A block of data:
-- START --

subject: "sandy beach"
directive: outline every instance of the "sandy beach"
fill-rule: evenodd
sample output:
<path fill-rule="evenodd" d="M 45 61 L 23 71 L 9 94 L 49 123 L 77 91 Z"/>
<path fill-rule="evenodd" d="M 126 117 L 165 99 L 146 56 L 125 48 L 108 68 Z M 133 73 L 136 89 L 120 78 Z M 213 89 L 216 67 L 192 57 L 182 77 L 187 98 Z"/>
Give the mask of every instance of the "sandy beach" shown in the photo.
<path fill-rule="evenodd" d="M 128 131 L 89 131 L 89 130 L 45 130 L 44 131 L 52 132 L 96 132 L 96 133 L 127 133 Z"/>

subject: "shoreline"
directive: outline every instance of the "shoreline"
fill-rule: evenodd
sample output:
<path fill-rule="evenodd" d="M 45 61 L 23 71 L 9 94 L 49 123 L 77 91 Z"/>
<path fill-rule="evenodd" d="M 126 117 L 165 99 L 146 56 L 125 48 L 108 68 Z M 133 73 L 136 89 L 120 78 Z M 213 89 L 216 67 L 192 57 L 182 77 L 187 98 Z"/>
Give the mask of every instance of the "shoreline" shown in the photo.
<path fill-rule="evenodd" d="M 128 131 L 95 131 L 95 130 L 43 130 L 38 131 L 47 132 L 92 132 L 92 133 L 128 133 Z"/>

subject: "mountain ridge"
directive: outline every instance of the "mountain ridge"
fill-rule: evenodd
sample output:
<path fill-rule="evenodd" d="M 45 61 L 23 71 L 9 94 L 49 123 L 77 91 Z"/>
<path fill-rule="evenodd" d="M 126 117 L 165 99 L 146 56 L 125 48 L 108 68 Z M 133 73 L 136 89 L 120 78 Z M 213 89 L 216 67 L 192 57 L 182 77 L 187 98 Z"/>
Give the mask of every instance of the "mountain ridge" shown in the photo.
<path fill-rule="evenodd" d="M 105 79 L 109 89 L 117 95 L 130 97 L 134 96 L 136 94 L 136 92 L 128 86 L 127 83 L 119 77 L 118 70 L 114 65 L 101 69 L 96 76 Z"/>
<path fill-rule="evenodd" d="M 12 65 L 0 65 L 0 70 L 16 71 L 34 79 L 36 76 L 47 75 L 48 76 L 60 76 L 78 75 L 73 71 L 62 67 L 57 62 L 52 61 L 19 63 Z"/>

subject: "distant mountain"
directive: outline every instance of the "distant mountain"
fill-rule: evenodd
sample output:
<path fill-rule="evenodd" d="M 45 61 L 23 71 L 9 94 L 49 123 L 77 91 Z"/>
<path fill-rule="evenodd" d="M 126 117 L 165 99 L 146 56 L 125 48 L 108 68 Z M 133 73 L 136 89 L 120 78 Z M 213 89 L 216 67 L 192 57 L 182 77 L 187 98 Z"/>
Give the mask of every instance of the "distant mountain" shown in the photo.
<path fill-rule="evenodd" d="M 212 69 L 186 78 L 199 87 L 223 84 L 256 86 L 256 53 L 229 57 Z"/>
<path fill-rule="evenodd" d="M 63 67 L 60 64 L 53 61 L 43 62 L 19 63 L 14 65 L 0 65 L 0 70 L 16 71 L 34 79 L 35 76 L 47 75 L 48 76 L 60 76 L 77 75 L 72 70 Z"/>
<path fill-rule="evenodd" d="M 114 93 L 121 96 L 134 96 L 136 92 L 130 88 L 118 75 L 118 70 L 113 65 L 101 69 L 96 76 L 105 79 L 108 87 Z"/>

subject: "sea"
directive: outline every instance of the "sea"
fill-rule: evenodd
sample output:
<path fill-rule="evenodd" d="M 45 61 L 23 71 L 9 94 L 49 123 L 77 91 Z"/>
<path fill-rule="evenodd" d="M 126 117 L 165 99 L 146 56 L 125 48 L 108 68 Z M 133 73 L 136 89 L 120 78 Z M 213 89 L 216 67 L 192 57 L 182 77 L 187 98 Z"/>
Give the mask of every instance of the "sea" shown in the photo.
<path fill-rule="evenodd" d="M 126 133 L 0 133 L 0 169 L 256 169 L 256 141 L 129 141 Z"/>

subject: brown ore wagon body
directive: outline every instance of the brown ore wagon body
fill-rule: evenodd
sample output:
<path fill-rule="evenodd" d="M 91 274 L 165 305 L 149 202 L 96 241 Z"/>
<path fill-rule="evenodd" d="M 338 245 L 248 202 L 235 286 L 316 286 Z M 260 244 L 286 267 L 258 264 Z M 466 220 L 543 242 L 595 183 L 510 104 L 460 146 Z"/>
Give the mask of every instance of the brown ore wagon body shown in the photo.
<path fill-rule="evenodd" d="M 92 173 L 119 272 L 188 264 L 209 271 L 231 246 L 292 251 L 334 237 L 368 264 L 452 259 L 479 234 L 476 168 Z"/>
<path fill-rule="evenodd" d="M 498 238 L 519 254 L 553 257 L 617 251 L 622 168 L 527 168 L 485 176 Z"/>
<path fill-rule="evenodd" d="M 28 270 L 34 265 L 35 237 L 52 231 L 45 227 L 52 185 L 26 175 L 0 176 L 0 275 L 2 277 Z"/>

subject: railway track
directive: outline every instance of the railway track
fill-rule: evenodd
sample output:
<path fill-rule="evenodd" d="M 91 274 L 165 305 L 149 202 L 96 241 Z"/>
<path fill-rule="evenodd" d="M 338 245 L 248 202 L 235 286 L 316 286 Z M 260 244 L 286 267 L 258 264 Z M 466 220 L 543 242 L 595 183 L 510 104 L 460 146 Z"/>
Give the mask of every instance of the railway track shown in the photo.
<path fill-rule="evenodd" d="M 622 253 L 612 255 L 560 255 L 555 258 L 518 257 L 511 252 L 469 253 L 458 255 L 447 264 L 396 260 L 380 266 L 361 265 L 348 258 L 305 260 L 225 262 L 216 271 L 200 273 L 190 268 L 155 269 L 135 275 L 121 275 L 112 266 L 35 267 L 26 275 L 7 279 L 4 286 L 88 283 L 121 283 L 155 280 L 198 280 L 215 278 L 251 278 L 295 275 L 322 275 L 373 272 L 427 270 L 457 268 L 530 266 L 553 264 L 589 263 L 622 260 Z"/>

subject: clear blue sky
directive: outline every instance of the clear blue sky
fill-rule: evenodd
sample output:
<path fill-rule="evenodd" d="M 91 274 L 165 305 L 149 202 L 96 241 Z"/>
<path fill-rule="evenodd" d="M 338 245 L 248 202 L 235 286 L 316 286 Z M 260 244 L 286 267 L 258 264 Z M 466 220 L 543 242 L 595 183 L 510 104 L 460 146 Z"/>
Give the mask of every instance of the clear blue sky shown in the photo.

-- END --

What is needed
Extract each record, keeping it identical to the original.

The completed task
subject: "sandy beach"
directive: outline every instance of the "sandy beach"
fill-rule: evenodd
sample output:
<path fill-rule="evenodd" d="M 45 61 L 23 71 L 9 94 L 49 123 L 77 91 Z"/>
<path fill-rule="evenodd" d="M 126 117 L 165 99 L 146 56 L 125 48 L 108 68 Z M 133 73 L 136 89 L 120 78 Z M 213 89 L 216 67 L 192 57 L 182 77 L 187 98 Z"/>
Give the mask of every instance of the "sandy beach" shown in the photo.
<path fill-rule="evenodd" d="M 128 131 L 89 131 L 89 130 L 45 130 L 44 131 L 52 132 L 96 132 L 96 133 L 127 133 Z"/>

subject: "shoreline"
directive: outline every instance of the "shoreline"
fill-rule: evenodd
sample output:
<path fill-rule="evenodd" d="M 45 61 L 23 71 L 9 94 L 49 123 L 77 91 Z"/>
<path fill-rule="evenodd" d="M 126 117 L 165 99 L 146 56 L 125 48 L 108 68 Z M 133 73 L 136 89 L 120 78 Z M 213 89 L 216 67 L 192 57 L 182 77 L 187 98 Z"/>
Give the mask of every instance of the "shoreline" shown in the photo.
<path fill-rule="evenodd" d="M 128 131 L 95 131 L 95 130 L 43 130 L 38 131 L 47 132 L 92 132 L 92 133 L 128 133 Z"/>

subject: "mountain ridge"
directive: outline every instance of the "mountain ridge"
fill-rule: evenodd
sample output:
<path fill-rule="evenodd" d="M 45 61 L 23 71 L 9 94 L 49 123 L 77 91 Z"/>
<path fill-rule="evenodd" d="M 126 117 L 165 99 L 146 56 L 125 48 L 108 68 Z M 133 73 L 136 89 L 120 78 Z M 213 89 L 216 67 L 192 57 L 182 77 L 187 98 Z"/>
Give the mask of every instance of the "mountain ridge" shown in the photo.
<path fill-rule="evenodd" d="M 105 79 L 109 89 L 117 95 L 130 97 L 134 96 L 136 94 L 136 92 L 128 86 L 127 83 L 119 77 L 118 70 L 114 65 L 101 69 L 96 76 Z"/>
<path fill-rule="evenodd" d="M 12 65 L 0 65 L 0 70 L 16 71 L 34 79 L 36 76 L 47 75 L 48 76 L 60 76 L 78 75 L 73 71 L 62 67 L 57 62 L 52 61 L 19 63 Z"/>

subject: "distant mountain"
directive: outline every instance of the "distant mountain"
fill-rule: evenodd
sample output:
<path fill-rule="evenodd" d="M 45 61 L 23 71 L 9 94 L 49 123 L 77 91 Z"/>
<path fill-rule="evenodd" d="M 126 117 L 165 99 L 146 56 L 125 48 L 108 68 Z M 133 73 L 136 89 L 120 78 Z M 213 89 L 216 67 L 192 57 L 182 77 L 187 98 Z"/>
Give the mask of every instance of the "distant mountain" shown in the photo.
<path fill-rule="evenodd" d="M 212 69 L 186 78 L 199 87 L 223 84 L 256 86 L 256 53 L 229 57 Z"/>
<path fill-rule="evenodd" d="M 63 67 L 60 64 L 53 61 L 43 62 L 19 63 L 14 65 L 0 65 L 0 70 L 16 71 L 34 79 L 35 76 L 47 75 L 48 76 L 60 76 L 77 75 L 72 70 Z"/>
<path fill-rule="evenodd" d="M 114 93 L 121 96 L 134 96 L 136 92 L 130 88 L 118 75 L 118 70 L 113 65 L 101 69 L 96 76 L 105 79 L 108 87 Z"/>

subject: "sea"
directive: outline every instance of the "sea"
fill-rule: evenodd
sample output:
<path fill-rule="evenodd" d="M 45 61 L 23 71 L 9 94 L 49 123 L 77 91 Z"/>
<path fill-rule="evenodd" d="M 126 117 L 165 99 L 146 56 L 125 48 L 108 68 Z M 133 73 L 136 89 L 120 78 Z M 213 89 L 216 67 L 192 57 L 182 77 L 187 98 Z"/>
Give the mask of every instance of the "sea" shown in the photo.
<path fill-rule="evenodd" d="M 126 133 L 0 133 L 0 169 L 256 169 L 256 141 L 129 141 Z"/>

subject: brown ore wagon body
directive: outline every instance of the brown ore wagon body
fill-rule: evenodd
sample output:
<path fill-rule="evenodd" d="M 91 274 L 165 305 L 149 202 L 96 241 Z"/>
<path fill-rule="evenodd" d="M 338 245 L 248 202 L 235 286 L 316 286 Z M 260 244 L 286 267 L 258 264 Z M 466 220 L 543 242 L 595 183 L 510 104 L 460 146 Z"/>
Give the mask of every instance of the brown ore wagon body shown in the photo.
<path fill-rule="evenodd" d="M 92 173 L 119 272 L 188 264 L 209 271 L 231 246 L 292 251 L 334 237 L 368 264 L 452 259 L 479 234 L 476 168 Z"/>
<path fill-rule="evenodd" d="M 498 238 L 519 254 L 553 257 L 617 251 L 622 168 L 527 168 L 485 176 Z"/>
<path fill-rule="evenodd" d="M 28 270 L 34 265 L 35 237 L 52 231 L 45 227 L 52 185 L 26 175 L 0 176 L 0 275 L 2 277 Z"/>

subject: railway track
directive: outline every instance of the railway track
fill-rule: evenodd
sample output:
<path fill-rule="evenodd" d="M 91 274 L 165 305 L 149 202 L 96 241 Z"/>
<path fill-rule="evenodd" d="M 338 245 L 248 202 L 235 286 L 316 286 Z M 260 244 L 286 267 L 258 264 Z M 466 220 L 543 242 L 595 183 L 510 104 L 460 146 Z"/>
Give the mask of every instance of the railway track shown in the photo.
<path fill-rule="evenodd" d="M 622 253 L 612 255 L 560 255 L 555 258 L 518 257 L 511 252 L 469 253 L 458 255 L 447 264 L 396 260 L 380 266 L 361 265 L 348 258 L 305 260 L 225 262 L 216 271 L 200 273 L 190 268 L 155 269 L 135 275 L 121 275 L 112 266 L 35 267 L 26 275 L 7 279 L 4 286 L 88 283 L 121 283 L 155 280 L 198 280 L 215 278 L 251 278 L 295 275 L 322 275 L 373 272 L 427 270 L 457 268 L 530 266 L 553 264 L 589 263 L 622 260 Z"/>

subject: clear blue sky
directive: outline every instance of the clear blue sky
fill-rule: evenodd
sample output:
<path fill-rule="evenodd" d="M 91 274 L 165 305 L 149 202 L 96 241 Z"/>
<path fill-rule="evenodd" d="M 338 245 L 248 202 L 235 286 L 316 286 Z M 260 244 L 286 267 L 258 264 Z M 466 220 L 543 242 L 595 183 L 510 104 L 460 146 Z"/>
Give the mask of every instance of the clear blue sky shown in the photo.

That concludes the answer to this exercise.